> OBJETIVO DEL EJERCICIO:
Da formato de tabla Markdown a todas las líneas de los registros, con una columna «n» para el número de fila y otra «Línea» para el texto, y omite las líneas en blanco.

> MATERIAL:

/---

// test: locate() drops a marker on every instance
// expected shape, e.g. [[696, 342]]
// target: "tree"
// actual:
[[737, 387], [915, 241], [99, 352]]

\---

> RESPUESTA DE LA TAREA:
| n | Línea |
|---|---|
| 1 | // test: locate() drops a marker on every instance |
| 2 | // expected shape, e.g. [[696, 342]] |
| 3 | // target: "tree" |
| 4 | // actual: |
| 5 | [[737, 387], [915, 241], [99, 352]] |